**** PROVIDED ENTRIES
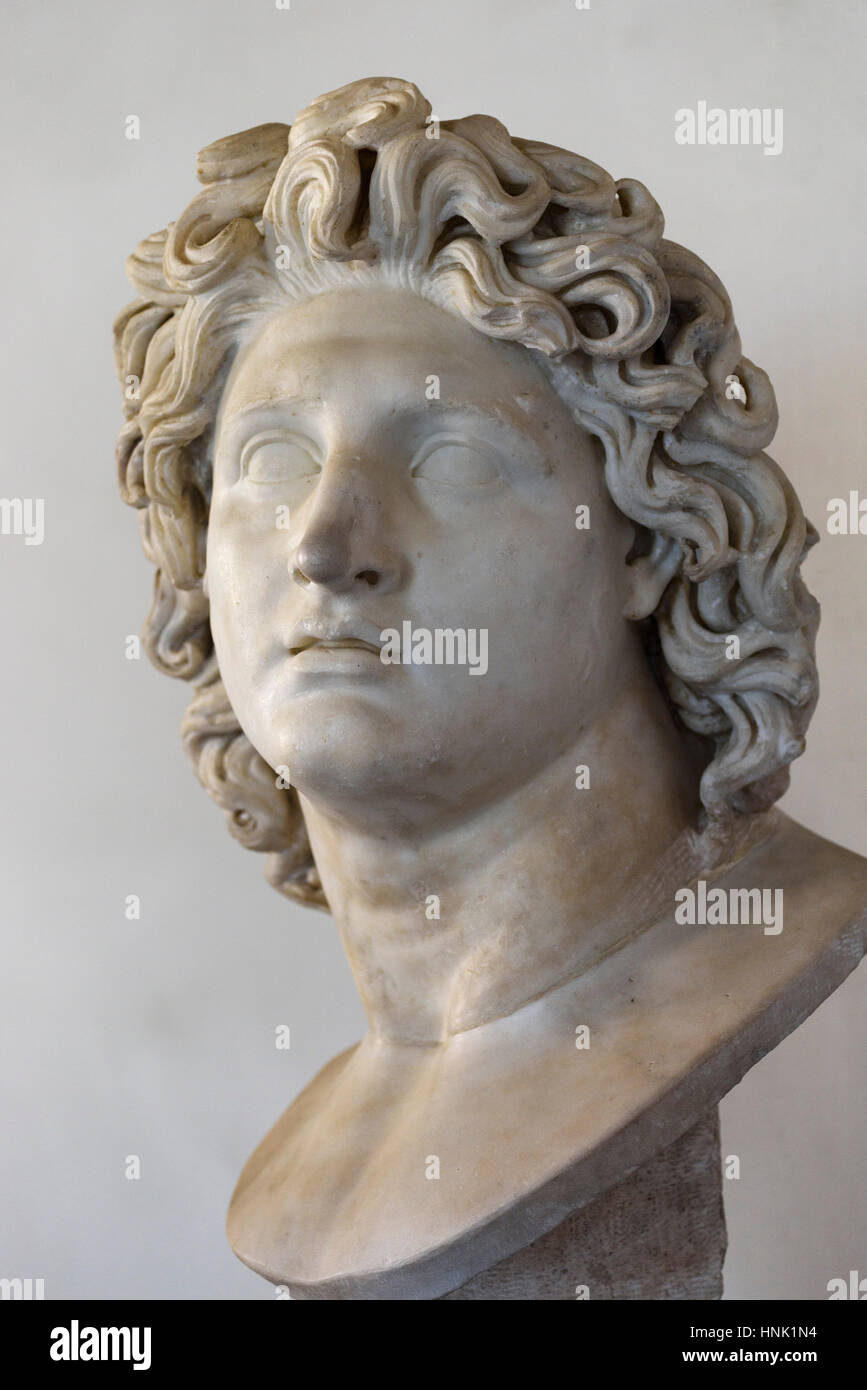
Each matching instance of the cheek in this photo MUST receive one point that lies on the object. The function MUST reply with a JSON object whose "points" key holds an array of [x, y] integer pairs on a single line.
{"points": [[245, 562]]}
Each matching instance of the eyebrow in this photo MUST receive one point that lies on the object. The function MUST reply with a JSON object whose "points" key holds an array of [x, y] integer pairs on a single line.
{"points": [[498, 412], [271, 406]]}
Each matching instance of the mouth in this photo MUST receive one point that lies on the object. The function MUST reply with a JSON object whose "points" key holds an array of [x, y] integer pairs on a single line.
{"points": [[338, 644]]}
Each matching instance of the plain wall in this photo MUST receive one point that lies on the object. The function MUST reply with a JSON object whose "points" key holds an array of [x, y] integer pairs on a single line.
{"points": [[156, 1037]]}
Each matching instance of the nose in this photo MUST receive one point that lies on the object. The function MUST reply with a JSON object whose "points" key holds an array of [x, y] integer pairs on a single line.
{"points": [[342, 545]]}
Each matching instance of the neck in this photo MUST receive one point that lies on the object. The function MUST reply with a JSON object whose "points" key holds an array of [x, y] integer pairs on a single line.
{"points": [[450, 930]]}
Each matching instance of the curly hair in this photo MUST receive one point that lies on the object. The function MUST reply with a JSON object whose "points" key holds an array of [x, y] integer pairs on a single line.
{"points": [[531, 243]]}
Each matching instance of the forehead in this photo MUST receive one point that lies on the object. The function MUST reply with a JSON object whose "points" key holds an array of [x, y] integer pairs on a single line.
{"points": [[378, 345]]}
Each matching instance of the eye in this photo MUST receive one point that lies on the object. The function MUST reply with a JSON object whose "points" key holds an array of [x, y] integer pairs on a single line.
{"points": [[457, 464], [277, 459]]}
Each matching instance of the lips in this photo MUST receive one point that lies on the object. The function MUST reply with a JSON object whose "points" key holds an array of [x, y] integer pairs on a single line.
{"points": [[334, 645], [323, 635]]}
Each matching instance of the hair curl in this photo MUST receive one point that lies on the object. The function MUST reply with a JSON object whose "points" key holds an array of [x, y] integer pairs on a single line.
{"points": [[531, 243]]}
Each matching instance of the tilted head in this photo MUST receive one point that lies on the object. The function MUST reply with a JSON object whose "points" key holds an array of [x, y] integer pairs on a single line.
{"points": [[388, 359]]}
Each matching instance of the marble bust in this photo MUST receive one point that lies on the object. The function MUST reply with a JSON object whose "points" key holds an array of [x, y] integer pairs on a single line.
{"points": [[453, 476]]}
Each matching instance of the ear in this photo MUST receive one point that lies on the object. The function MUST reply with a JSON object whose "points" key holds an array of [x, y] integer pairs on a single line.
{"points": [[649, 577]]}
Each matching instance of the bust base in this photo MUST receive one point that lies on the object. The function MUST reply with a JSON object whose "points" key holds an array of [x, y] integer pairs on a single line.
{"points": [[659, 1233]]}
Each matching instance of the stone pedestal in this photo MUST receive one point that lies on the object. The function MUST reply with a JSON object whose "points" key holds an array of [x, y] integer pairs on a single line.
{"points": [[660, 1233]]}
********
PROBLEM
Excluding the pictures, reproduce every entry exactly as given.

SOLUTION FOR THIS PROBLEM
Each matching instance of the cheek in this photo MUST receive one point that lies on the object. The function MUST reply with a JSON object whose "points" key holds an array of [x, y] integer pairs on a single line.
{"points": [[245, 562]]}
Each matching instance of the eyebrow in this photo MUST receive one point that lies on the object. The function MUST reply with a JSON object whose "points" key holds an array of [x, y] integer pairs on a single line.
{"points": [[498, 412], [271, 406]]}
Each matching instance of the mouth in this photo MUST receive one point that lies on the object. The function MUST reply with a JSON object whose "points" key holds an array of [x, y] integer pairs on a single line.
{"points": [[338, 644]]}
Each matching instance of the plain wall in this photo MUST receive one point that lies on the object. The function MUST reply with a JSON object whose "points" key holds an array of [x, y] integer pairs on a single line.
{"points": [[156, 1037]]}
Each matching instance of the nose in this photo MUST receive one point that lies on the object. The function MUST reply with a JSON object whose "points" key holds an array of [x, y] integer pairs on a single line.
{"points": [[342, 545]]}
Each matching instance of the neck in this photo MUST receive one point that lies on the object. The function MUST reply with a JSON object whose "points" key holds an array of [x, y] integer pairs on a single line.
{"points": [[450, 930]]}
Each matching instance of the curly hair in this photo MUST receive one point that lies on the object. The function MUST reply with a JSON object whose "points" key holds an array of [x, y] integer pairs on a single line.
{"points": [[531, 243]]}
Each matching instance of the forehead in this photo MUST receive one point that lies on the object. The function MUST reply with a JSON object whose "points" key holds an array of [x, y] integer pairs on a single line.
{"points": [[378, 345]]}
Each matching instance of the eye in this photo MUST receive one point that lies on the object. The function MUST reply with a JSON object whose "points" key holds an array of [x, y] integer pairs on a single line.
{"points": [[457, 464], [277, 459]]}
Each matching instance of the lips in this photo MUST receive one point that lies on the object. The function MUST reply with a JSON object whose "points" key holds an array of [x, y] integer pairs on a single line.
{"points": [[334, 645], [323, 635]]}
Each matching instance of the hair curl in this photo MUST receive one point that lies on the object. The function MUST reply with a JSON object whose "points" key holds an array of [x, y] integer pairs on a single line.
{"points": [[531, 243]]}
Each matching instance of the tilted head in this photo MUST receive one point that lies on the object. The function MUST reply with a JSON object whose "points" key holds an array of [x, y] integer pairs on a single line.
{"points": [[388, 359]]}
Each matching instance of the marble bust in this photo MUST receive one point that lies on the object. The function MUST reply with a JSON object whose "points" key holds an array of [x, y] integer pairs on a single line.
{"points": [[453, 476]]}
Each matching instance of the ear in this photo MUST receive one point that lies on the object. The function MUST reply with a JSON object whose "points" key holds an array of [x, y] integer pairs on a single line.
{"points": [[649, 577]]}
Each matching instance of the bust base in this photo MUST receive one point that lies on the object. The function MUST reply with a JSON object whose "points" key holds an array of [x, y] integer pairs on a single line.
{"points": [[659, 1233]]}
Each matching instance of the stone pedestal in this photo MUST receive one point that lies on the object. The function MUST reply with a JSON object whose "points" key holds an array of [x, y] integer pairs on a single line.
{"points": [[660, 1233]]}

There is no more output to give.